> _TASK INSTRUCTIONS_
Using the records below, locate all lines containing "blue" and return them.

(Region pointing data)
□ □ □ □
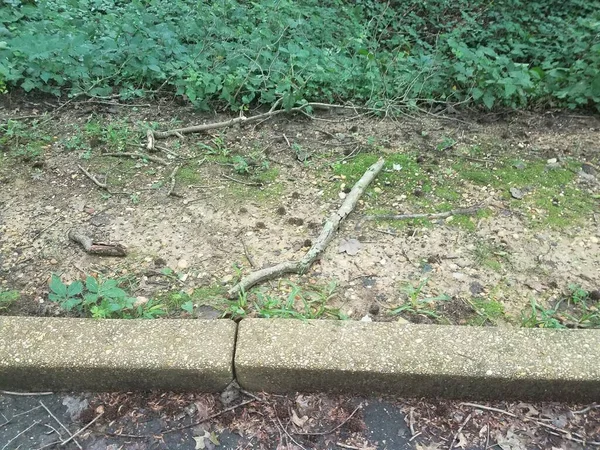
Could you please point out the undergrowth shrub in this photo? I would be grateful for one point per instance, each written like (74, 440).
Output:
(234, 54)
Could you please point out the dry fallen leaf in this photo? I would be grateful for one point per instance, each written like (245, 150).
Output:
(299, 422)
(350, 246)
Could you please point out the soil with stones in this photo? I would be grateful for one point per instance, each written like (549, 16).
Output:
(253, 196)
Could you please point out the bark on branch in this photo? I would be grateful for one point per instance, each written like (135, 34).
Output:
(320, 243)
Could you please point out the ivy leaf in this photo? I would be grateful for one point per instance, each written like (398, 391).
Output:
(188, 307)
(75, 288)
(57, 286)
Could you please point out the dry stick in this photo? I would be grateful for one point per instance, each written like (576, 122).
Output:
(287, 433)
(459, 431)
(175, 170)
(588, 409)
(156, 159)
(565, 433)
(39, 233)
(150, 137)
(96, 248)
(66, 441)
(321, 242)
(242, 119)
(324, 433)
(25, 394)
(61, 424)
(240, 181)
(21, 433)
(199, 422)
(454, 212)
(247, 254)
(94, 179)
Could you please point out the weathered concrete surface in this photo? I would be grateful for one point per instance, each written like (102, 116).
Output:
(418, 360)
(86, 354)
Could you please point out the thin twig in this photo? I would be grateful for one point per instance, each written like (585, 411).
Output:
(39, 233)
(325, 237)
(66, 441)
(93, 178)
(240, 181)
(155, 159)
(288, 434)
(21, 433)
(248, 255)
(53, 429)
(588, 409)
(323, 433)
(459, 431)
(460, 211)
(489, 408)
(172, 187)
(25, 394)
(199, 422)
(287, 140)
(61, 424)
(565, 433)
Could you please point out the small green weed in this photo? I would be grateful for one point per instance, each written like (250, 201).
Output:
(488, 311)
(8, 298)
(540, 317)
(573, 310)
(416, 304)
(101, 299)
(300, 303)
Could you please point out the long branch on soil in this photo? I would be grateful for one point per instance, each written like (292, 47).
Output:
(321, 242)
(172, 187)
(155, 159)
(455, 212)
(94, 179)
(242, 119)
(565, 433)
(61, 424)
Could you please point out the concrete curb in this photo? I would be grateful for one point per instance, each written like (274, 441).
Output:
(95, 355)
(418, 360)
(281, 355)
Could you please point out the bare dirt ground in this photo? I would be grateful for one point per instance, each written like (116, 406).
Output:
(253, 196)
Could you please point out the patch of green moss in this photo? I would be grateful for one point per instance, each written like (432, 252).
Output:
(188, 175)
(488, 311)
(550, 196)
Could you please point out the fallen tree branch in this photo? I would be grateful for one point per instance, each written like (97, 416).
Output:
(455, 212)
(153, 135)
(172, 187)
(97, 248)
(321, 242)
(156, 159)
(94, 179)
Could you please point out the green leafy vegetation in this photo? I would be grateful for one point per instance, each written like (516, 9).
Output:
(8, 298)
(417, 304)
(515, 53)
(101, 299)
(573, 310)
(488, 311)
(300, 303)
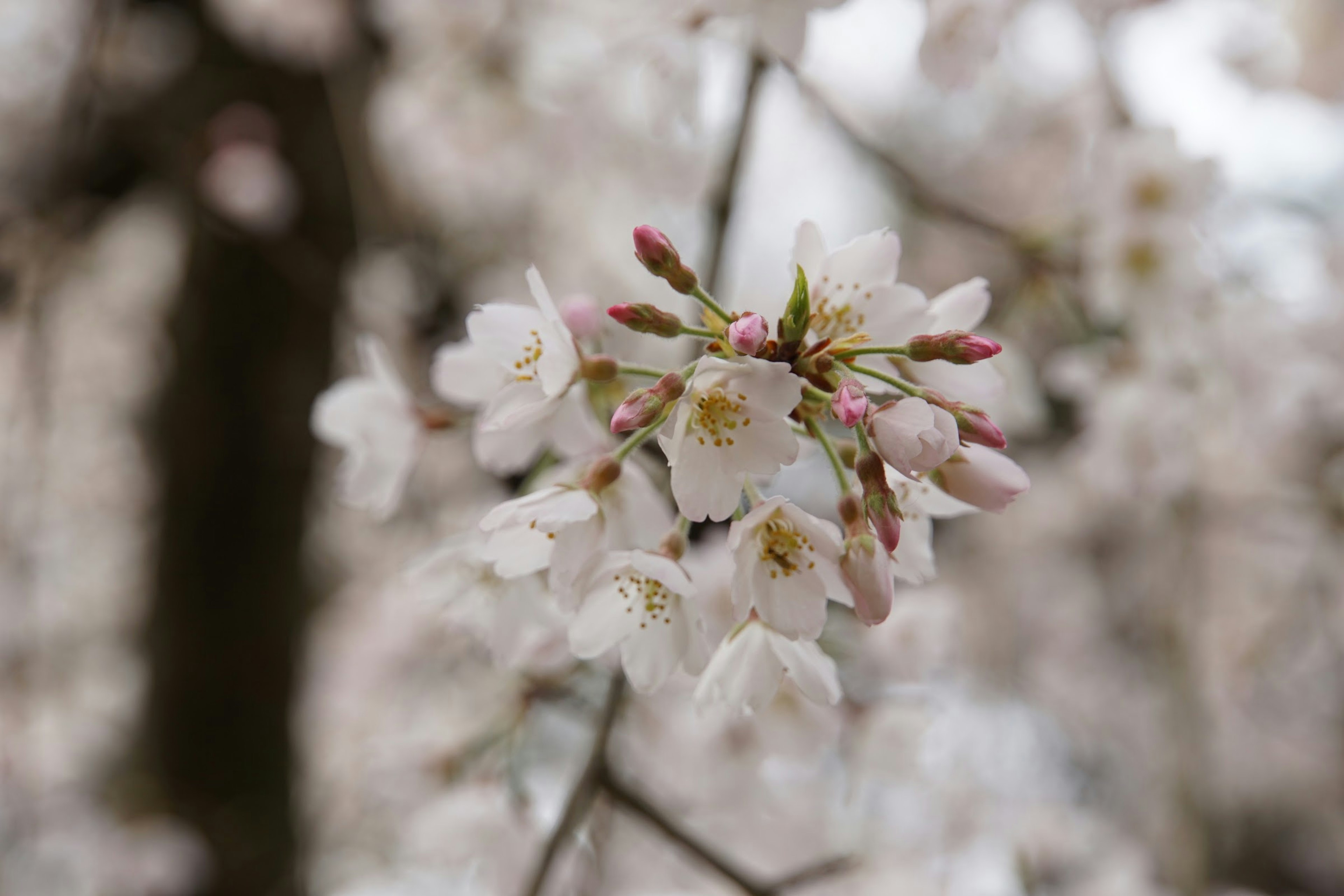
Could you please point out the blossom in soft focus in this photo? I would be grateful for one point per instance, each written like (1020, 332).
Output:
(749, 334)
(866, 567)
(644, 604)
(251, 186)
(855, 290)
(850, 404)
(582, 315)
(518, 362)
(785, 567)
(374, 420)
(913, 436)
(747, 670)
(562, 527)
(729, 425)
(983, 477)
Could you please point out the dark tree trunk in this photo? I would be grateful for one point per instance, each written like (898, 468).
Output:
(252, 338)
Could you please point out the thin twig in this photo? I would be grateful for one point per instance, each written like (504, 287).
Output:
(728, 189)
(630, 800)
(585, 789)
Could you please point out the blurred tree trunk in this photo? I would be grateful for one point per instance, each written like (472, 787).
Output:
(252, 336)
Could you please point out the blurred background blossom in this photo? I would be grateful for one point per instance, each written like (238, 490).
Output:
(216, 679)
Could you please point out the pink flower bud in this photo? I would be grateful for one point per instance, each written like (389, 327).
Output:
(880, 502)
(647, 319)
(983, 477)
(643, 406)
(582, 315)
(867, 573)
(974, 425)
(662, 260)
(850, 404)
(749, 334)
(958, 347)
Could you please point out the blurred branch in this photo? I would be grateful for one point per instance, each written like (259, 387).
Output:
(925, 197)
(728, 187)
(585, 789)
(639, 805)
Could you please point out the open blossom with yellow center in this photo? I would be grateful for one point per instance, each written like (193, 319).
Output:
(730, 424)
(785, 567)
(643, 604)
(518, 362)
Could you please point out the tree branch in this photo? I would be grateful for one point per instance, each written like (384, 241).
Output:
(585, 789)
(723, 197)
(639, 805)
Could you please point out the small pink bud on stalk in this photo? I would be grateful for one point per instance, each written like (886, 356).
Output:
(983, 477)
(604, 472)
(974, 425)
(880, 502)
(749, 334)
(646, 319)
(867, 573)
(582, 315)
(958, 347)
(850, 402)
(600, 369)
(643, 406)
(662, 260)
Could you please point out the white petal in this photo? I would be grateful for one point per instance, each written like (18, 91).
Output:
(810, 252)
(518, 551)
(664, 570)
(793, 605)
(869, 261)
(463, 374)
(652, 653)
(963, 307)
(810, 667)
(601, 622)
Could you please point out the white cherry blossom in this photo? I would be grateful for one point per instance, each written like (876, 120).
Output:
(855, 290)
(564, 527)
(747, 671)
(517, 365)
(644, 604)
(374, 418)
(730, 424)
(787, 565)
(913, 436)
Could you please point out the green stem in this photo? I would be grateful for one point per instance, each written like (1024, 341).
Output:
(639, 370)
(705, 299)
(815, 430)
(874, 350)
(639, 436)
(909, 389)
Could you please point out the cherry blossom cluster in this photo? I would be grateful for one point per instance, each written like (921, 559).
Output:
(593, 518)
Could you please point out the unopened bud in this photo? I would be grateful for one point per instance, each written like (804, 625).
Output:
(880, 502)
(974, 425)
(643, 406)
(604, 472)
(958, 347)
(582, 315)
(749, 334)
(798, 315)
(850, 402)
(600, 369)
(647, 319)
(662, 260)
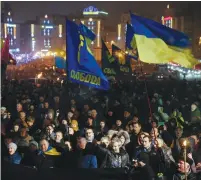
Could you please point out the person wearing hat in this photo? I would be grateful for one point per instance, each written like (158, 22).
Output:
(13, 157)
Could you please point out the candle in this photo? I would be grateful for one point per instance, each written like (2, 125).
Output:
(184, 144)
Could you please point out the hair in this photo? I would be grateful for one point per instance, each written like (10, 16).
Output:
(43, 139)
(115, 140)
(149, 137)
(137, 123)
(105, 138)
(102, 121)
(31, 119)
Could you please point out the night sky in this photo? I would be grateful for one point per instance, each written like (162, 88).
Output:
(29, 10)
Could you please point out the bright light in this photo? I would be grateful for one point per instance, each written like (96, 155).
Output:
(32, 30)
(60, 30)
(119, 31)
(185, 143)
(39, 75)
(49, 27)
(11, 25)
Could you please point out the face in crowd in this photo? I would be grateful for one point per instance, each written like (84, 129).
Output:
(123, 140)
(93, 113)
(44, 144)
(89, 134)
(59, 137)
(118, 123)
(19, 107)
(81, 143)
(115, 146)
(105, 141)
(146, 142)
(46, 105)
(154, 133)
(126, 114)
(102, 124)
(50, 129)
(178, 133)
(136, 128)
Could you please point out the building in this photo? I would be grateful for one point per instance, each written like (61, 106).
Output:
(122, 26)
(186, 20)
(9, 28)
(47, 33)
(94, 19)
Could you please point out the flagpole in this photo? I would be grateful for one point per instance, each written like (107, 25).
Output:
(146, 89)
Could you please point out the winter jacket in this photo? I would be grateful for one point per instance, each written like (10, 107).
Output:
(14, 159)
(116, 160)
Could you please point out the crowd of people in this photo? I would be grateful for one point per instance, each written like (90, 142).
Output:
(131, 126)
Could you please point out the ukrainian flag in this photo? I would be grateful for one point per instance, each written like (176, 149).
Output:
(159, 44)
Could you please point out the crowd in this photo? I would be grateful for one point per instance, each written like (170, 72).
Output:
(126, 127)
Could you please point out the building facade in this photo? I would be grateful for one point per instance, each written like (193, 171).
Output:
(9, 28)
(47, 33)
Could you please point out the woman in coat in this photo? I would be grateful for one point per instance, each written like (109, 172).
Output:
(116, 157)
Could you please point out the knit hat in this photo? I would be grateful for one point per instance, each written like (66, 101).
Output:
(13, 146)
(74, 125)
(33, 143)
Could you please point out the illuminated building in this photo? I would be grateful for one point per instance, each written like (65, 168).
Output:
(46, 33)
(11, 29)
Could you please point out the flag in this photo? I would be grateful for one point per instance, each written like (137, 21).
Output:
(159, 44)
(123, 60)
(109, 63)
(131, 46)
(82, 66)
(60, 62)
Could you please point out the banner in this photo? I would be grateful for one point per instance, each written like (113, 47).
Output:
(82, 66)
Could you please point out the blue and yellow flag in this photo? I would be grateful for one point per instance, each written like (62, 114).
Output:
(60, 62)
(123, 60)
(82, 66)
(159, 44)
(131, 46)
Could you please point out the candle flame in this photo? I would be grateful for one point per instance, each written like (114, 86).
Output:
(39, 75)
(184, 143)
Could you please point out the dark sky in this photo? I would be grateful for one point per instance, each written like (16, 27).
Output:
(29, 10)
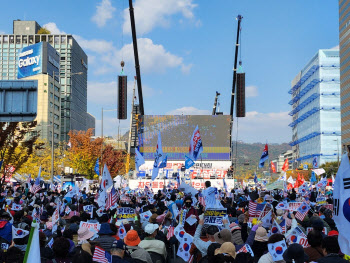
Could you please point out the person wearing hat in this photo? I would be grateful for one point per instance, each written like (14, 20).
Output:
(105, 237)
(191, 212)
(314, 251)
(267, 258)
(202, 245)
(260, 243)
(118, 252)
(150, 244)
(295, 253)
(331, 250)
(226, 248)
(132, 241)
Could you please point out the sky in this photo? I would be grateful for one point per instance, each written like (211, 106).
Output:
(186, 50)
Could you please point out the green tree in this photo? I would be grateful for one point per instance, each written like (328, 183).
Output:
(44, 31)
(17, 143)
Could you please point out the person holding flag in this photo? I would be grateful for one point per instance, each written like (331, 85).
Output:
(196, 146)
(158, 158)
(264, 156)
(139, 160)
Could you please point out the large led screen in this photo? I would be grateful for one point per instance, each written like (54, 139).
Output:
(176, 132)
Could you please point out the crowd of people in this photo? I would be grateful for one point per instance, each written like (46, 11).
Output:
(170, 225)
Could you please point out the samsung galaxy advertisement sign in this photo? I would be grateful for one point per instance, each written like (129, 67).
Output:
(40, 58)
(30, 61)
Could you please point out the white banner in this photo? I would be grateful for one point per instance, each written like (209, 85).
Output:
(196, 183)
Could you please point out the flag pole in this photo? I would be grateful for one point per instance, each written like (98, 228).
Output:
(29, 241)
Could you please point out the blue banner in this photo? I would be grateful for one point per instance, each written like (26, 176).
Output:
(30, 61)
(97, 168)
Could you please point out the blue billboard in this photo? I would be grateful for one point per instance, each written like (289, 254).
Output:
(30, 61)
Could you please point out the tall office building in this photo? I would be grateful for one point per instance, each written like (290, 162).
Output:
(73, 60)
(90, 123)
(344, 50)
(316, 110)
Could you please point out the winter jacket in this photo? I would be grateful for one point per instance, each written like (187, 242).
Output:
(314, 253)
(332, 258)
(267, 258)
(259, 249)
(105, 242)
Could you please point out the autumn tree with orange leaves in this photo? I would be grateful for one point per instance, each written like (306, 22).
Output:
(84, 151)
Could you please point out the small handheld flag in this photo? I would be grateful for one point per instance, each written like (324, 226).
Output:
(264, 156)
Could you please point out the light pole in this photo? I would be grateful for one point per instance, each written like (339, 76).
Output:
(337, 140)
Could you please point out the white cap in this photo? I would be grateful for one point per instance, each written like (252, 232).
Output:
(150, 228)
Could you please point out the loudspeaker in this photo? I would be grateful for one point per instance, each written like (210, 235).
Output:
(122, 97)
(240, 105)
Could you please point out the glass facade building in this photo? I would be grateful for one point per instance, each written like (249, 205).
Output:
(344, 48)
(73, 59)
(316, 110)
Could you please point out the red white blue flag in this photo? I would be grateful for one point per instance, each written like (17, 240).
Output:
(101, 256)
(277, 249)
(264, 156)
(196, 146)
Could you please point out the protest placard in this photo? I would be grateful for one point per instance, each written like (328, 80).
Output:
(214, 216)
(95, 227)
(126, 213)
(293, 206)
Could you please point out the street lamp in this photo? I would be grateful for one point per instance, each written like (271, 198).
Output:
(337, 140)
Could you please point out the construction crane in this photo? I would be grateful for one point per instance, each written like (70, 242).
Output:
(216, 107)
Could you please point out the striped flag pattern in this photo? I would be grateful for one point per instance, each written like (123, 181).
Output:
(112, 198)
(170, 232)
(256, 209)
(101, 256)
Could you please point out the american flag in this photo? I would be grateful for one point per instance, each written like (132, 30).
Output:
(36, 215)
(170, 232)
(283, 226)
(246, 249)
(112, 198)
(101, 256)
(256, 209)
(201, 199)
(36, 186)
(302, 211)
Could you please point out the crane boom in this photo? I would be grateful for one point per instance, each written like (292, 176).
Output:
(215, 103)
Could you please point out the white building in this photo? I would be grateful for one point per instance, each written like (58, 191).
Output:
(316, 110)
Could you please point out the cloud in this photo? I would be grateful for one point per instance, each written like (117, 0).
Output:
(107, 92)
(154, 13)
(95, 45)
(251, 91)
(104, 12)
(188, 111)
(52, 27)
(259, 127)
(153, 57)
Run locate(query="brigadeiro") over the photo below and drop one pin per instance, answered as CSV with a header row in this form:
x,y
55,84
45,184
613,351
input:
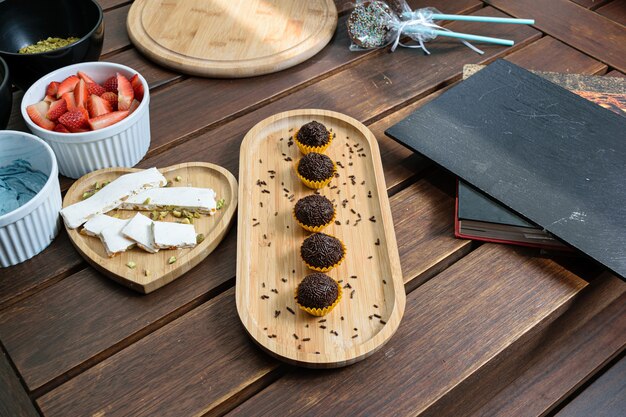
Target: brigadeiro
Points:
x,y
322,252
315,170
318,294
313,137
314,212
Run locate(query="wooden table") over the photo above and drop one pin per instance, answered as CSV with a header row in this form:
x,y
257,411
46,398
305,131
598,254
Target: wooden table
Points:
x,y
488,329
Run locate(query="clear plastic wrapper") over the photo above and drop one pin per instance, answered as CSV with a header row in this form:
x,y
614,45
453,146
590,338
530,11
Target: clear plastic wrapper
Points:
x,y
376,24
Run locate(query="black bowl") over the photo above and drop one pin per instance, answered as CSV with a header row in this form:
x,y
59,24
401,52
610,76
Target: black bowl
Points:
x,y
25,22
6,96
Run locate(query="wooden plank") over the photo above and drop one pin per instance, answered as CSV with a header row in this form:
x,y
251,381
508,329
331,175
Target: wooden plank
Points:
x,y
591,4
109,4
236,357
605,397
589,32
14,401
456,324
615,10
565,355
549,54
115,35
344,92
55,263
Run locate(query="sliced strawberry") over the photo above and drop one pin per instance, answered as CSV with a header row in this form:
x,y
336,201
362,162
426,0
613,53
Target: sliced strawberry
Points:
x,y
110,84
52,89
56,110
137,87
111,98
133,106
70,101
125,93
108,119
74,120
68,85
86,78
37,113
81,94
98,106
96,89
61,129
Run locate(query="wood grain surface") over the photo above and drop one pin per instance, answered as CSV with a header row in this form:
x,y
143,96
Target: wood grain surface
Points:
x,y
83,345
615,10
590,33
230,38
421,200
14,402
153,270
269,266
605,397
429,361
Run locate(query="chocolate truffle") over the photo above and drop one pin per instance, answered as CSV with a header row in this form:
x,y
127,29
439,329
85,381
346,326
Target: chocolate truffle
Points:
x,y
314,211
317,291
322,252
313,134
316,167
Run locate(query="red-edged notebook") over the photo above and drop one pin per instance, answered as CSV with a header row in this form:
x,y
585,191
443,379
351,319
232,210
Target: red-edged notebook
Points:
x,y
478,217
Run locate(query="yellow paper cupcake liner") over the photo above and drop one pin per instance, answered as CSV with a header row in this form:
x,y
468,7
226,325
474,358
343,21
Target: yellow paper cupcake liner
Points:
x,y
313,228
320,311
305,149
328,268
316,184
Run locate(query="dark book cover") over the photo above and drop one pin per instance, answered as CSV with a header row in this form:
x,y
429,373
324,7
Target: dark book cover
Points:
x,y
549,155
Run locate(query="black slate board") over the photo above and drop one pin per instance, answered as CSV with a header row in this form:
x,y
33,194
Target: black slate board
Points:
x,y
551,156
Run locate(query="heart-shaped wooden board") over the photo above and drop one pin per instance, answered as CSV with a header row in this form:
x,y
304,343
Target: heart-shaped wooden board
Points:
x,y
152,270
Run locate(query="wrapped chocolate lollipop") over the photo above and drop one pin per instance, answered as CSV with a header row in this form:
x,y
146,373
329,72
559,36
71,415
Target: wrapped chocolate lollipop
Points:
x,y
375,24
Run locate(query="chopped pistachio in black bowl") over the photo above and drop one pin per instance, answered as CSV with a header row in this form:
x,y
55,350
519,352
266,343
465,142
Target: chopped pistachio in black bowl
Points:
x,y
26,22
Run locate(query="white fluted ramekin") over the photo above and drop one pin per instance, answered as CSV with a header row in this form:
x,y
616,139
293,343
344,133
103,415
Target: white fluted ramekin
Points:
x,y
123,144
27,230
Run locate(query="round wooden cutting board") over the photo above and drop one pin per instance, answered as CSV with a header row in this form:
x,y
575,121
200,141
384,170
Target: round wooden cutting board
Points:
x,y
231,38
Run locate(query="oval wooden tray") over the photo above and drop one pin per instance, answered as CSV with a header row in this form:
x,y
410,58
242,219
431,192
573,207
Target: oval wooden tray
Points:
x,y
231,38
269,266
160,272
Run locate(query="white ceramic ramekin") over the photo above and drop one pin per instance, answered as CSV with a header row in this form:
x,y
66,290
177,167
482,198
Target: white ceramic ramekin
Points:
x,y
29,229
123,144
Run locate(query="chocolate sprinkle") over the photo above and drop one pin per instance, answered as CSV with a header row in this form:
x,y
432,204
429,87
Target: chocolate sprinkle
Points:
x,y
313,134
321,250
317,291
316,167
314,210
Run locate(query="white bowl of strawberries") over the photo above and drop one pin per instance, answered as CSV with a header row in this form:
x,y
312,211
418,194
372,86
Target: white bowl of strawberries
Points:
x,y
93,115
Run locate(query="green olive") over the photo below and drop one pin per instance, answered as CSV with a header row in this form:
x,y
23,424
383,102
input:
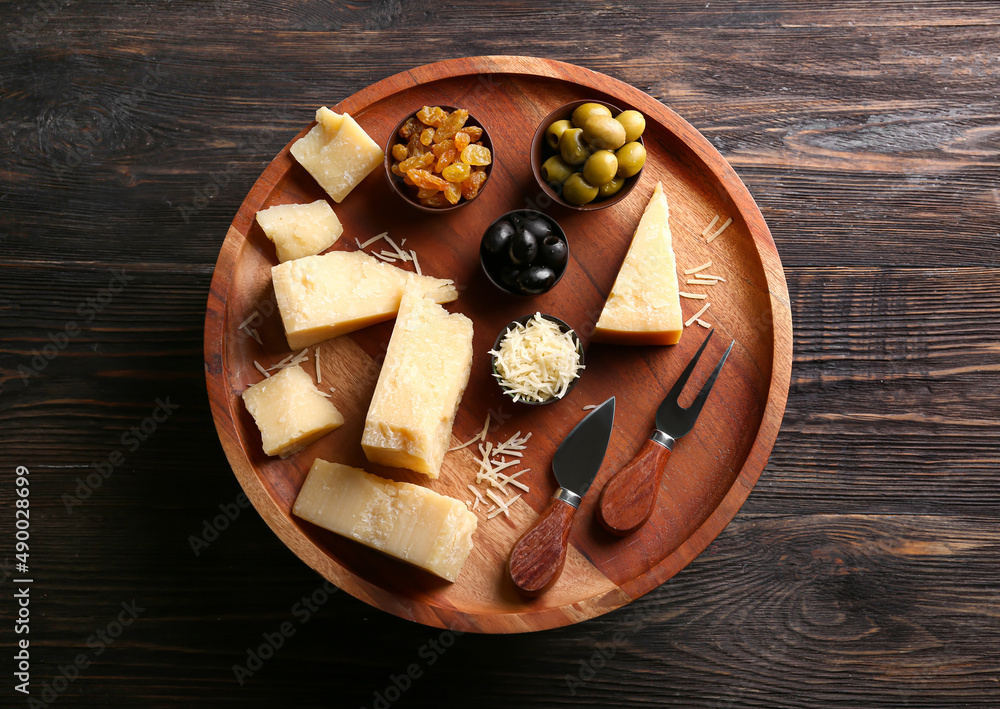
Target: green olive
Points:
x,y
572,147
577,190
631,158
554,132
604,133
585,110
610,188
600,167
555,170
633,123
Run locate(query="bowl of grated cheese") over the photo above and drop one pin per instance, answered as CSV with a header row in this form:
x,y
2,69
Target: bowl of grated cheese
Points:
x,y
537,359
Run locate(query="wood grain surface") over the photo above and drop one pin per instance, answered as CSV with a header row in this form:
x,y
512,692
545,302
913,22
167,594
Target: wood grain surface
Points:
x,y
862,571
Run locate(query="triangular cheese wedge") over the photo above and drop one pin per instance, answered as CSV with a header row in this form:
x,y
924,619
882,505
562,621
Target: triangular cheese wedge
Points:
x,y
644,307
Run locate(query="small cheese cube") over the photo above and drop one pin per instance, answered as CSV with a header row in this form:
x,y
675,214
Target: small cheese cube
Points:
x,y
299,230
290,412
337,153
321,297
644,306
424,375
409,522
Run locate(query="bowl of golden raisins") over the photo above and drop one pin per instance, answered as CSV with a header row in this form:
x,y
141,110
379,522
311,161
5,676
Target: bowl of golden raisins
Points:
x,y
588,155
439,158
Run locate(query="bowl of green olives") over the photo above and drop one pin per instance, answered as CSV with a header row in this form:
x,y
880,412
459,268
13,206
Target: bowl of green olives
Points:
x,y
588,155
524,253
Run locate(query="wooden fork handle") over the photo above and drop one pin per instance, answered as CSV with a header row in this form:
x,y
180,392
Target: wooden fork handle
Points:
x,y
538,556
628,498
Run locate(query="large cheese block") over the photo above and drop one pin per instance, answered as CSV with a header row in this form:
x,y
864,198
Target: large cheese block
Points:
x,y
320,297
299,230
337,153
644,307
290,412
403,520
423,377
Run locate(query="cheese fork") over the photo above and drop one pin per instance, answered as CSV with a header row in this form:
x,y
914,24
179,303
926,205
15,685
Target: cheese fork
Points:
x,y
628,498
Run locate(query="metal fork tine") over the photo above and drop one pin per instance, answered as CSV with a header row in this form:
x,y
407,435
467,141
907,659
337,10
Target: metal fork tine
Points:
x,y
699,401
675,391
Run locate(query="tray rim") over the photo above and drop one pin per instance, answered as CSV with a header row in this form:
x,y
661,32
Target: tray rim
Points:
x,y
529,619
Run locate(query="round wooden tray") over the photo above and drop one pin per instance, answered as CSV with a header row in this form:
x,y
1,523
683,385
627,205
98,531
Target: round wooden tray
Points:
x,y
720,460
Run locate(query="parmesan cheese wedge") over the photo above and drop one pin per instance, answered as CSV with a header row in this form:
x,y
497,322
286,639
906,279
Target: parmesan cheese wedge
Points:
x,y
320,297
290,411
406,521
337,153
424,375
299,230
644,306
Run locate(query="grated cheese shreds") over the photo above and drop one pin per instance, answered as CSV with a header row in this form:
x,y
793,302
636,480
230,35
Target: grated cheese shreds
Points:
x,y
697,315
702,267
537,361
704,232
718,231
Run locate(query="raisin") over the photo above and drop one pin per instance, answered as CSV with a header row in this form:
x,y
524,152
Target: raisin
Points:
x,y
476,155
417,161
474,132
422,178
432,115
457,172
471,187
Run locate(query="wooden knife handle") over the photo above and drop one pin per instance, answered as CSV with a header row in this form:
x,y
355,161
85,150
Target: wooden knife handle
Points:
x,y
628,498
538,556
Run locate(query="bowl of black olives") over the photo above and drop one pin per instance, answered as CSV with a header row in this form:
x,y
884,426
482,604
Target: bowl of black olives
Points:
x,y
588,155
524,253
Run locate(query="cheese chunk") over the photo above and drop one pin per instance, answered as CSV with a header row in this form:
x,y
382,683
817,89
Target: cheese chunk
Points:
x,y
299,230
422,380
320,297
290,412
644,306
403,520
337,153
□ □ □ □
> _RESPONSE TO THIS EXERCISE_
Could you please point out the blue and yellow flag in this photo? I would be grateful for one point per instance, each written like (62, 114).
Could you please point out the blue banner in this photo? I would be grateful for one point per instance, each written like (26, 176).
Could you please point out the blue billboard in this photo? I would be grateful for one point per instance, each written like (289, 254).
Could you please point out the red white blue flag in this photo? I would be grateful for one point per instance, each written like (17, 240).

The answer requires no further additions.